** START OF Document passage **
Princeton-LSI-ResearchComputing / tracebase

Mouse Metabolite Tracing Data Repository for the Rabinowitz Lab
MIT License
4 stars 1 forks source link

chore: cleanup duplicate peakgroup records from tracebase-dev #974

Open lparsons opened 4 months ago

lparsons commented 4 months ago

FEATURE REQUEST

Inspiration

After upgrading tracebase-dev to the lastest version in main, we have quite a few "duplicate" peak group records hat use "fake" mzXML files. These were created by the migration in #949.

Description

We should asses what the best, most appropriate action is for each duplicate record in tracebase-dev and determine how best to update the database (and potentially underlying datasets in tracebase-rabinowitz-data). These records can be identified by the "fake" mzXML file records, e.g. Archive File Record - SampleSample object (3765)_Sequence46_Michael Neinast_Dupe1_PeakGroupsToAddress-3-Ureidopropionic acid,creatine,cytidine,thymidine.mzXML (Sample3765_Sequence46_Dupe1)

Alternatives

None

Dependencies

Comment

None


ISSUE OWNER SECTION

Assumptions

  1. List of assumptions that the code will not explicitly address/check
  2. E.g. We will assume input is correct (explaining why there is no validation)
** END OF Document passage **
** START OF Records for this task **
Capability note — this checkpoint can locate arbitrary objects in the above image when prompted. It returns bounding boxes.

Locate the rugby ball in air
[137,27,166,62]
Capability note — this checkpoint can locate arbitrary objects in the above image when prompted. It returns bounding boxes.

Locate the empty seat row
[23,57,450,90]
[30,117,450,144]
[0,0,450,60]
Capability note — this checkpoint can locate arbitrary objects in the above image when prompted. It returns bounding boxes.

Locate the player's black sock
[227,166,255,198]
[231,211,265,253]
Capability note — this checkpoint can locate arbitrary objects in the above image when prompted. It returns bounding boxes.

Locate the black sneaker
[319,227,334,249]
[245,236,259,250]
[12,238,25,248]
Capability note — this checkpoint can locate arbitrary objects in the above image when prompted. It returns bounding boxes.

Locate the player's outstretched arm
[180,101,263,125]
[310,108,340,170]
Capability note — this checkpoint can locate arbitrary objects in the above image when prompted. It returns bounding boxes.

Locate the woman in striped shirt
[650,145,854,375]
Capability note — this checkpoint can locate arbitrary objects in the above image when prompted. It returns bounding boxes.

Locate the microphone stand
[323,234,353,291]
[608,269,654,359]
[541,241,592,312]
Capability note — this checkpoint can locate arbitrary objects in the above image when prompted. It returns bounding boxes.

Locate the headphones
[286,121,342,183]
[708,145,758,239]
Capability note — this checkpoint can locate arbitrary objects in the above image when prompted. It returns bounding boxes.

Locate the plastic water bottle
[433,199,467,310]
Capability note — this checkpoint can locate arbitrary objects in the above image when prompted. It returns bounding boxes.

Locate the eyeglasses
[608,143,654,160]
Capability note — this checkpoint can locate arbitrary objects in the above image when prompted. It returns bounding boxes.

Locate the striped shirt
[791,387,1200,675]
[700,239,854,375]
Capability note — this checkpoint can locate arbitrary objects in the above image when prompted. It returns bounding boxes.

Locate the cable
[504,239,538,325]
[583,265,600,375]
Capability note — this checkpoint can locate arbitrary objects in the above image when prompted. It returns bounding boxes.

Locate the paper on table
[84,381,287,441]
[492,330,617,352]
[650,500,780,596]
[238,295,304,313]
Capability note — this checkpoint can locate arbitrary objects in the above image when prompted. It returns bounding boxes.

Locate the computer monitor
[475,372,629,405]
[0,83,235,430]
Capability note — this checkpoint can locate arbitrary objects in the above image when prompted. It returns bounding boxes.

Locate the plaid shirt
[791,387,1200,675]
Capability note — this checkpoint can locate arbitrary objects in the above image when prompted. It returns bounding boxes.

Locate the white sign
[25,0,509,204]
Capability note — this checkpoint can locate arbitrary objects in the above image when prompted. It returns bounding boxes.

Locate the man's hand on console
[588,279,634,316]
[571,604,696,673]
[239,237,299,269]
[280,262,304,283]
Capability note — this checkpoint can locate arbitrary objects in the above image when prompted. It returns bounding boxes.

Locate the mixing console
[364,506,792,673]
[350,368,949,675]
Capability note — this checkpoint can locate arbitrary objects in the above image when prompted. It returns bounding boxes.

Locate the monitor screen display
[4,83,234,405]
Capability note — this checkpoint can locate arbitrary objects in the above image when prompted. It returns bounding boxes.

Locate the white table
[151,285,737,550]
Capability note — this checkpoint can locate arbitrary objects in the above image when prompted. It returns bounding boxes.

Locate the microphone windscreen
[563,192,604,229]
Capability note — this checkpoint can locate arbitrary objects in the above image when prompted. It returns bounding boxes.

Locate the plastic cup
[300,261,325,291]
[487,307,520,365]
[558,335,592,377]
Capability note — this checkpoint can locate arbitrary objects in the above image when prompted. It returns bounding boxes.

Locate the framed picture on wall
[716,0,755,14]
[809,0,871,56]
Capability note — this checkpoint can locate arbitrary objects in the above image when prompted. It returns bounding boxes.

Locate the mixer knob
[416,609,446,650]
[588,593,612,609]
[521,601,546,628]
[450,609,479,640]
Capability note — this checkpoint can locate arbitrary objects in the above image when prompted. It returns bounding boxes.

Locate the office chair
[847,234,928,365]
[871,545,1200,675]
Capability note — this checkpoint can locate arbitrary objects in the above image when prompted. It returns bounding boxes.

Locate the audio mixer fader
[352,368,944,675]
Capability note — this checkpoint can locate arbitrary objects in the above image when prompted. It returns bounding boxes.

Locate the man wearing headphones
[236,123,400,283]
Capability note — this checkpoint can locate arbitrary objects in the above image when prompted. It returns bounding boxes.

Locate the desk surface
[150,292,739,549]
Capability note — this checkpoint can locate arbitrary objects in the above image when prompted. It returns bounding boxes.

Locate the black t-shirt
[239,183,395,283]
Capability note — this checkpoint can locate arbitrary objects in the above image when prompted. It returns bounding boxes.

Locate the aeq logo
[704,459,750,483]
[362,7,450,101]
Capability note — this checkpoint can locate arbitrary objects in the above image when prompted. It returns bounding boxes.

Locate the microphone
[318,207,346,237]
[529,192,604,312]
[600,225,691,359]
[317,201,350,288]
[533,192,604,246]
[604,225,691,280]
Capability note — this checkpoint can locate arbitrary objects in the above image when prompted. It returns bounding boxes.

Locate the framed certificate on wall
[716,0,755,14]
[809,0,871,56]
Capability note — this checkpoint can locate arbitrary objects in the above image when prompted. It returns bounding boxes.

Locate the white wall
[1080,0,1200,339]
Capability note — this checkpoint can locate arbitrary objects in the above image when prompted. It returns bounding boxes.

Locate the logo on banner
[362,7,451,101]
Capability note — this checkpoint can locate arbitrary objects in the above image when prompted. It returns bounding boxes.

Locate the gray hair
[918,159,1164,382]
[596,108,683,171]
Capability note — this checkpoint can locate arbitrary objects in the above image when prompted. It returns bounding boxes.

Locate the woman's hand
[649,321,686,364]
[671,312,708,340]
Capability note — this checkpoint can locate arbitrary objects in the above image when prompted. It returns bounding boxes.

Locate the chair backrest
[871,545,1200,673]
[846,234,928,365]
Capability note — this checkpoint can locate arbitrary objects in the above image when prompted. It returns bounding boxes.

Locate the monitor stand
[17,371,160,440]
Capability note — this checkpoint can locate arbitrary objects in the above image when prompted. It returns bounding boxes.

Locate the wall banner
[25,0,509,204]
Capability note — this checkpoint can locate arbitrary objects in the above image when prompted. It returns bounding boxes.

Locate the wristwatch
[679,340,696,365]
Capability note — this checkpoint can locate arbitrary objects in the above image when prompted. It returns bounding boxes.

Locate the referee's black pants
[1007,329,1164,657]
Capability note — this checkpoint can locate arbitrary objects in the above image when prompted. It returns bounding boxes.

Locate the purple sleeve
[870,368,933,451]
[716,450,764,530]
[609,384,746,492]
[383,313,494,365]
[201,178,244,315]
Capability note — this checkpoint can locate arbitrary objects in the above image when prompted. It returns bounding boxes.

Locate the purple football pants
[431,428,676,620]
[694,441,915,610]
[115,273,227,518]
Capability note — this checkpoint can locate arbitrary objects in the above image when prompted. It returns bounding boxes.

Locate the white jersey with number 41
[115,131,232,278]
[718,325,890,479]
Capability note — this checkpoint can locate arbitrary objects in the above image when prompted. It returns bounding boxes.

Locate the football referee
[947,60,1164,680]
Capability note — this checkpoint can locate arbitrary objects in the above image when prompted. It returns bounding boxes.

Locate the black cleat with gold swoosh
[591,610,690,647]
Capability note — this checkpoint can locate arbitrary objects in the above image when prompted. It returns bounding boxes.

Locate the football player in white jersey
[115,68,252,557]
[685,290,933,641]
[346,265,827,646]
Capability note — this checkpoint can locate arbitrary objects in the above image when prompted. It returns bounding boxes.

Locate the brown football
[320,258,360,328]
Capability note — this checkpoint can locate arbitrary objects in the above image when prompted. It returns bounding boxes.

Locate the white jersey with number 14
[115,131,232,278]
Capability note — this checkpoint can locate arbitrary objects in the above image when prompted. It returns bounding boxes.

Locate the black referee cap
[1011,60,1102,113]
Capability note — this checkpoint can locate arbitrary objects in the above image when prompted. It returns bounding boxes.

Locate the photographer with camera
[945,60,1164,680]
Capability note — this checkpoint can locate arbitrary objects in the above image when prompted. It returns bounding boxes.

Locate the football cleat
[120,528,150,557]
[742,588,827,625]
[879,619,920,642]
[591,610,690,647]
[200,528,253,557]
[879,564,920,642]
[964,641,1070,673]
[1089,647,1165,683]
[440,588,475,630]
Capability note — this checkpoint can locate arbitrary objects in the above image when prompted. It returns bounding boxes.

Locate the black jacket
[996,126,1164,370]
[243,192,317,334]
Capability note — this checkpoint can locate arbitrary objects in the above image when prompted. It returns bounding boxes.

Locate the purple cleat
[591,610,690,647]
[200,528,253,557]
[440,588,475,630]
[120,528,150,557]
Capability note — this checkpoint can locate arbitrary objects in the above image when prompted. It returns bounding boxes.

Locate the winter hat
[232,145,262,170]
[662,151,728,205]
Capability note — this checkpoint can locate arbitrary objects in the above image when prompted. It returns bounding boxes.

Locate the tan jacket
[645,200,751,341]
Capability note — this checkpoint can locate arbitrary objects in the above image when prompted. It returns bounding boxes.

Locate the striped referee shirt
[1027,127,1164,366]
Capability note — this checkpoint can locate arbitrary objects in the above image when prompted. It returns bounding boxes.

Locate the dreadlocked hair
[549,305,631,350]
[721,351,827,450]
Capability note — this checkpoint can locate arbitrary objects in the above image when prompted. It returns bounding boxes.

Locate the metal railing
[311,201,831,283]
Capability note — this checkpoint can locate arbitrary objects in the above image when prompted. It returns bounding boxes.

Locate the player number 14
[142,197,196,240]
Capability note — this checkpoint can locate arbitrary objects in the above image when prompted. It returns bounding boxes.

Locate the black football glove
** END OF Records for this task **
▶ Prompt A: Please rewrite everything in the records from the very first line down to the line containing "[541,241,592,312]", putting "tool" in place of "checkpoint" and leaving everything else unchanged.
▶ Prompt B: Write the next part of the issue on cleaning up duplicate peak group records, picking up where it stops.

▶ Written answer A:
Capability note — this tool can locate arbitrary objects in the above image when prompted. It returns bounding boxes.

Locate the rugby ball in air
[137,27,166,62]
Capability note — this tool can locate arbitrary objects in the above image when prompted. It returns bounding boxes.

Locate the empty seat row
[23,57,450,90]
[30,117,450,144]
[0,0,450,60]
Capability note — this tool can locate arbitrary objects in the above image when prompted. It returns bounding boxes.

Locate the player's black sock
[227,166,255,198]
[231,211,265,253]
Capability note — this tool can locate arbitrary objects in the above image when prompted. It returns bounding boxes.

Locate the black sneaker
[319,227,334,249]
[245,236,259,250]
[12,238,25,248]
Capability note — this tool can locate arbitrary objects in the above image when prompted. It returns bounding boxes.

Locate the player's outstretched arm
[180,101,263,125]
[310,108,340,170]
Capability note — this tool can locate arbitrary objects in the above image when prompted. It returns bounding boxes.

Locate the woman in striped shirt
[650,145,854,375]
Capability note — this tool can locate arbitrary objects in the above image when prompted. It returns bounding boxes.

Locate the microphone stand
[323,234,353,291]
[608,269,654,359]
[541,241,592,312]

▶ Written answer B:
Limitations

  1. A list of things this work will specifically not do
  2. E.g. This feature will only handle the most frequent use case X

Affected Components

Requirements

DESIGN

Interface Change description

None provided

Code Change Description

None provided

Tests

hepcat72 commented 1 month ago

We should asses what the best, most appropriate action is for each duplicate record in tracebase-dev and determine how best to update the database (and potentially underlying datasets in tracebase-rabinowitz-data).

My strategy would be to do the update in the shell. Create a queryset, and manually go through them 1 by one. Off the top of my head, this is how I would frame the process:

hepcat72 commented 1 month ago

Michael denoted which ones must be removed/retained in this issue comment in the rabinowitz repo.

hepcat72 commented 1 month ago

To copy that here...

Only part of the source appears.